Продолжите текст воспоминаний о детских встречах с Юриком и Светиком Рерихами. Начните сразу после его последнего предложения.
##### Фрагмент текста
Юрика и Светика в детстве плохо запомнила, уже тогда они должны были поразить своей необыкновенной красотой. Помню, как они показывали нам свои игрушки, коллекции бабочек. Бабочки висели в их комнате в квартире на Мойке, 83. Потом, после революции, бабочки переехали к нам в квартиру, и позже отец пожертвовал их в школу, в которой мы учились. Ещё у них был электрический прибор - динамо-машина. Нужно было подержаться за металлические шарики, надев калоши, зарядиться, а потом бежать, встречать знакомых, и между нами проходили искры.

Особенно запомнилась немецкая железная дорога, которая раскладывалась в детской и даже растягивалась в соседнюю комнату, кажется, в столовую. Включался ток, и паровозы везли большие составы, открывались семафоры, переводились стрелки... Модели паровозов и вагонов были, как мне тогда казалось, очень крупными, с пассажирами и со всеми подробностями в купе, проходах и даже уборных.

В начале 1920-х годов во время перевозки к нам железная дорога была уложена в огромную плетёную корзину-ящик. В другие аналогичные корзины были упакованы посуда и ещё кое-какие вещи из квартиры Рерихов. Помню, как мы, девочки Митусовы, желая скорее добраться до заветной железной дороги, в отсутствие родителей переворачивали одну корзину за другой и таким образом перебили немало, по-видимому, редчайшего фарфора, собранного Рерихами. Из него до наших дней у нас с сестрой сохранилось лишь около 20 предметов.

Когда мы встретились с Юриком в Москве через сорок лет, он говорил, что меньше всего помнил Таню, нашу младшую сестру, которую обычно видел у кого-нибудь на руках. Меня со Златой запомнил хорошо.
##########
##### Исходные данные
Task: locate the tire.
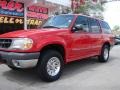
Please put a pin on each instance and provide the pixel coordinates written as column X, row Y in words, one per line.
column 104, row 56
column 14, row 68
column 50, row 61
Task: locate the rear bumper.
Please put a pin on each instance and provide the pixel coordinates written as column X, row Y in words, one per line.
column 20, row 60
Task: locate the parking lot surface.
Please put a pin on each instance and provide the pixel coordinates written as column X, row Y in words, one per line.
column 86, row 74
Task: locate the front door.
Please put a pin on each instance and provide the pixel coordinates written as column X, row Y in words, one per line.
column 81, row 44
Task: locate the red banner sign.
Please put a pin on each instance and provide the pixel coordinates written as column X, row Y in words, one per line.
column 10, row 7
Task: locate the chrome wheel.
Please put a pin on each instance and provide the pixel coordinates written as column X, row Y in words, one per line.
column 53, row 66
column 106, row 53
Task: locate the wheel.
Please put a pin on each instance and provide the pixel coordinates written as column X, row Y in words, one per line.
column 14, row 68
column 50, row 65
column 104, row 56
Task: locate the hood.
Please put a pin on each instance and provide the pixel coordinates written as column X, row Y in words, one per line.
column 31, row 32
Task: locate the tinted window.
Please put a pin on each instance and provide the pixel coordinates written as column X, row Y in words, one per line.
column 105, row 27
column 81, row 20
column 94, row 25
column 60, row 21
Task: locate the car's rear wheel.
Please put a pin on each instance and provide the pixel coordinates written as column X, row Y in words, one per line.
column 50, row 65
column 104, row 56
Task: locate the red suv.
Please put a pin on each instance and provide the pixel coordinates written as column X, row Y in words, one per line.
column 62, row 39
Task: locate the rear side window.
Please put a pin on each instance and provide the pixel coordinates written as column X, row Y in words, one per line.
column 94, row 26
column 105, row 27
column 81, row 20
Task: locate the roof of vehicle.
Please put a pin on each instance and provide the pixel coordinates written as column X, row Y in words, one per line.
column 84, row 15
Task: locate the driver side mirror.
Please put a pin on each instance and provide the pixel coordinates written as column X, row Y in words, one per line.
column 78, row 27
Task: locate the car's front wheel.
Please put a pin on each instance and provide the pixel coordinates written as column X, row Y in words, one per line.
column 50, row 65
column 104, row 56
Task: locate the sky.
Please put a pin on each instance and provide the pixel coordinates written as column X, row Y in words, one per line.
column 112, row 13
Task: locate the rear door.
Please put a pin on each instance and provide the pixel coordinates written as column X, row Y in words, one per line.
column 95, row 36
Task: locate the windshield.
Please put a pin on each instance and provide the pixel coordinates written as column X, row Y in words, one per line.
column 61, row 21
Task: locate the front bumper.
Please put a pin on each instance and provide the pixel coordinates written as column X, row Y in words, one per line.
column 20, row 60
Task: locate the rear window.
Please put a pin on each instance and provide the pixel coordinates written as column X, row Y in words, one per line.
column 105, row 27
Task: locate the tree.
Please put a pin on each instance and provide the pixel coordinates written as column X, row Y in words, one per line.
column 116, row 28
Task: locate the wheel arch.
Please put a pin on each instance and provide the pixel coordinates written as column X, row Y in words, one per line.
column 58, row 47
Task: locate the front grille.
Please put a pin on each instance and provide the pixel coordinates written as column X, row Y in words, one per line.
column 5, row 43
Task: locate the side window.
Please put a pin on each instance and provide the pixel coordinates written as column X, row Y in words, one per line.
column 83, row 22
column 105, row 27
column 94, row 26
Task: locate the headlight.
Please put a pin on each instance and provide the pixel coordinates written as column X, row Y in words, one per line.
column 21, row 43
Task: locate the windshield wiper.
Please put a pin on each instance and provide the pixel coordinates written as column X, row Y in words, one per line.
column 50, row 27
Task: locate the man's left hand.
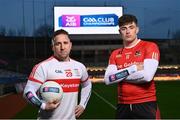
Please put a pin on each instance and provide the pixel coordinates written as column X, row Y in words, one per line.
column 79, row 110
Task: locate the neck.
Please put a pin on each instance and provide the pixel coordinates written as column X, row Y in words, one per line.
column 131, row 43
column 62, row 59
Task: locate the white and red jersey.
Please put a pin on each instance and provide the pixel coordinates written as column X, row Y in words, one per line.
column 130, row 93
column 69, row 75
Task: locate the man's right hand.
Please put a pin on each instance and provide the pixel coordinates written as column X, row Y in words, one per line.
column 52, row 105
column 140, row 67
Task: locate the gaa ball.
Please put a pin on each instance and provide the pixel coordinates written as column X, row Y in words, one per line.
column 51, row 91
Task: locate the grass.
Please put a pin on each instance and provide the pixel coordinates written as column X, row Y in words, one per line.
column 104, row 99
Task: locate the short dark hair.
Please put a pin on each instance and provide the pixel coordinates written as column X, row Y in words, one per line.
column 60, row 31
column 127, row 18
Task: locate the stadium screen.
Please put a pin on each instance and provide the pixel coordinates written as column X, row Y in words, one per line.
column 87, row 20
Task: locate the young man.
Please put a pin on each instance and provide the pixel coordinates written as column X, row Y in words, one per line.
column 133, row 68
column 68, row 73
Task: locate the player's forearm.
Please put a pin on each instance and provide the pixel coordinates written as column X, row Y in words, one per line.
column 145, row 75
column 85, row 93
column 112, row 75
column 31, row 96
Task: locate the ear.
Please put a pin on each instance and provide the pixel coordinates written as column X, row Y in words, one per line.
column 52, row 47
column 70, row 45
column 119, row 31
column 137, row 30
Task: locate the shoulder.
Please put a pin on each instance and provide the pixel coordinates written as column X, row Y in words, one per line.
column 77, row 63
column 44, row 62
column 149, row 44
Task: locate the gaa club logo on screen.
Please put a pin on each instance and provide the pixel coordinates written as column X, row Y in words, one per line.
column 102, row 20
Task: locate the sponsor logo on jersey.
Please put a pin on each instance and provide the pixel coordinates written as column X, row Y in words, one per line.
column 51, row 89
column 68, row 73
column 58, row 71
column 118, row 56
column 137, row 53
column 76, row 72
column 155, row 55
column 128, row 55
column 112, row 78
##########
Результат выполнения:
* Здесь и далее - Юрик и Светик это Юрий и Святослав, дети Н.К. Рериха и Е.И. Рерих; кузены сестёр Митусовых. (Ред.).

 

* * *

Отец много рассказывал о «вечерах» у Николая Константиновича и Елены Ивановны. Я знаю об отрицательном отношении Рерихов к спиритизму, к медиумам и т. п. Об этом папа говорил по приезде из Москвы в 1926 году после встречи с ними. Но в начале века, вероятно, и раньше, у Рерихов бывали вечера, посвящённые целиком именно спиритическим сеансам. Отец даже называл имена приглашаемых - известных на Западе спиритов. Почему-то помнится, что из Германии, но, может быть, ошибаюсь. Рассказывал о цепи, составляемой из рук приглашённых на сеанс. Цепь должна была быть обязательно замкнутой. Разрыв такой цепи однажды привёл к неприятным последствиям для «медиума». Он был чрезвычайно раздражён. Изо рта потекла пена.

Впоследствии, после войны, руководствуясь указаниями отца, мы производили весьма примитивно, «по-дилетантски» эти опыты. Поражались результатам...

* * *

Запомнился почему-то рассказ о Михаиле Александровиче Врубеле. В монографиях и биографиях я как-то не читала о тяжёлом его заболевании. Потому, думаю, что, может быть, я чего-то не поняла и не правильно описываю.

Отец рассказывал, что встречался с Врубелем в домах Рерихов и Римских-Корсаковых, что он был необыкновенно скромен. Однажды, по возвращении из Парижа (или откуда-то из другого места), у Рерихов Врубель был приглашён к столу. Он тихонько подошёл к Елене Ивановне и сказал ей, чтобы чашку, из которой он будет пить, отдельно вымыли и больше никому не давали бы. Он как бы выдал себя, заботясь о других, и не скрыл от Елены Ивановны своё заболевание, которое впоследствии привело его к шизофрении и смерти в психиатрической больнице.

Ещё отец говорил, что в больнице к Врубелю приходил известный в то время пианист Михаил Алексеевич Бихтер и играл ему на рояле «Садко» Римского-Корсакова. Это было незадолго до его ухода.

 

* * *

Смутно помню, как стояла я на круглой лестнице Школы Общества поощрения художеств. Предварительно в какой-то маленькой комнате с меня сняли пальто и шапку. Причесали и на шею повесили кружку. Сверху спускались дамы и мужчины. Останавливались, что-то говорили доброе, как-то приветствовали. Кто-то гладил по голове, а самое главное - опускали в кружку деньги. И мне казалось, что делаю какое-то важное дело.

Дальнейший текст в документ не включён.